• What to produce: Could you turn the records below into a numbered list, one line per item, with the blank lines left out?

• Record extracts:
## Begin
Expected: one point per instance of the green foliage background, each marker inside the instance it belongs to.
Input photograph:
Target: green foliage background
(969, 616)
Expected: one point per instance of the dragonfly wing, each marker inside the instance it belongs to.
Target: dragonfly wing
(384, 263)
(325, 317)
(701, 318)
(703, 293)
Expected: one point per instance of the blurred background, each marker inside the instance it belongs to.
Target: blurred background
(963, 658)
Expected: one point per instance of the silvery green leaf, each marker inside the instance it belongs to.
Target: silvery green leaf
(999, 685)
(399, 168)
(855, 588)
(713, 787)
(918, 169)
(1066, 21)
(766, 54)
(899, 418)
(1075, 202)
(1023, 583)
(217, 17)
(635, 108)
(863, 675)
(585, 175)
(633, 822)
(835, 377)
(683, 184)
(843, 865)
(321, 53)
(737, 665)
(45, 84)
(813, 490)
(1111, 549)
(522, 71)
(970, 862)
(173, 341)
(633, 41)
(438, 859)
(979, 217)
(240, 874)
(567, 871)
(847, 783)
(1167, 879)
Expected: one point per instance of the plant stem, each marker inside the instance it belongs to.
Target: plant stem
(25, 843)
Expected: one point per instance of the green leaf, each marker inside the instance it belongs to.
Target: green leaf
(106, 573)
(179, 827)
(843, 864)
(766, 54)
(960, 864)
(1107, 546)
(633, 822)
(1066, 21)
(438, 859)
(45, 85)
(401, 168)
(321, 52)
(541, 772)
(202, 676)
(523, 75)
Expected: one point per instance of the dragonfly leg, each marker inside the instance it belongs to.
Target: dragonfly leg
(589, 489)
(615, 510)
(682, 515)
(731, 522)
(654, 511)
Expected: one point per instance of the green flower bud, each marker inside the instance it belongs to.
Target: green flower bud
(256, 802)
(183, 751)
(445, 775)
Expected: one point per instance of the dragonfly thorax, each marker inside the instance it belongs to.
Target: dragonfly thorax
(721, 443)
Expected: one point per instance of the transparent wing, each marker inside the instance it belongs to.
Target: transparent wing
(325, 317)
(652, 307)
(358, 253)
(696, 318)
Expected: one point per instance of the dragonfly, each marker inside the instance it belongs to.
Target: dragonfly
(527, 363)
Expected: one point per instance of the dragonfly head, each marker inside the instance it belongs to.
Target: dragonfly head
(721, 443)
## End
• Task solution:
1. Expected: one point per instance of the green foliage background, each marker inside the instance it belongs to.
2. Input photograph:
3. Target: green foliage background
4. (969, 616)
5. Expected: one point per instance of the dragonfly wing, each marker inside the instance it belongs to.
6. Target: dragonfly wing
7. (384, 263)
8. (325, 317)
9. (701, 318)
10. (703, 293)
11. Expected: one point per instance of the blurred background, each marker inside the instance it belongs to.
12. Target: blurred background
13. (963, 658)
14. Expected: one point per instance of the silvery green leaf, each marker inside the instance it belongs to.
15. Target: silvery green leaf
16. (999, 685)
17. (399, 168)
18. (855, 588)
19. (713, 787)
20. (918, 169)
21. (1066, 21)
22. (766, 54)
23. (899, 418)
24. (1075, 202)
25. (1023, 583)
26. (217, 17)
27. (635, 108)
28. (863, 675)
29. (585, 175)
30. (633, 822)
31. (835, 377)
32. (683, 184)
33. (843, 865)
34. (321, 53)
35. (737, 665)
36. (45, 84)
37. (813, 490)
38. (1111, 549)
39. (522, 71)
40. (970, 862)
41. (173, 341)
42. (633, 41)
43. (438, 859)
44. (979, 217)
45. (240, 874)
46. (567, 871)
47. (847, 783)
48. (1167, 879)
49. Expected: one point per instance of the plant stem, each marker inside the instance it belongs to.
50. Target: plant stem
51. (25, 843)
52. Expected: one point per instance of the green leaf, each marker inside the instance it belongs to.
53. Target: green leaf
54. (106, 573)
55. (179, 827)
56. (843, 864)
57. (766, 54)
58. (960, 864)
59. (1107, 546)
60. (633, 822)
61. (1066, 21)
62. (438, 859)
63. (45, 85)
64. (401, 168)
65. (321, 52)
66. (541, 772)
67. (202, 676)
68. (523, 75)
69. Expected: one point per instance of the dragonfly leg, each marker inside the instance it belongs to.
70. Target: dragonfly leg
71. (589, 489)
72. (615, 510)
73. (682, 515)
74. (731, 522)
75. (654, 511)
76. Expected: one point per instance of the green flower bud, each marker inside the instance it belongs to.
77. Target: green flower bud
78. (256, 802)
79. (183, 751)
80. (445, 775)
81. Expected: one point per instance of the dragonfly thorax, each marker inside the instance it belongs to.
82. Target: dragonfly thorax
83. (721, 443)
84. Expected: one point per instance of the transparent wing, each marker inside the instance it belongs to.
85. Target: transparent wing
86. (325, 317)
87. (652, 307)
88. (358, 253)
89. (696, 318)
90. Expected: one point per instance of the dragonfly, each marker inside the instance it belongs to.
91. Target: dragonfly
92. (527, 363)
93. Expected: one point per instance of the dragonfly head, each marker inside the instance it belongs to.
94. Target: dragonfly head
95. (721, 443)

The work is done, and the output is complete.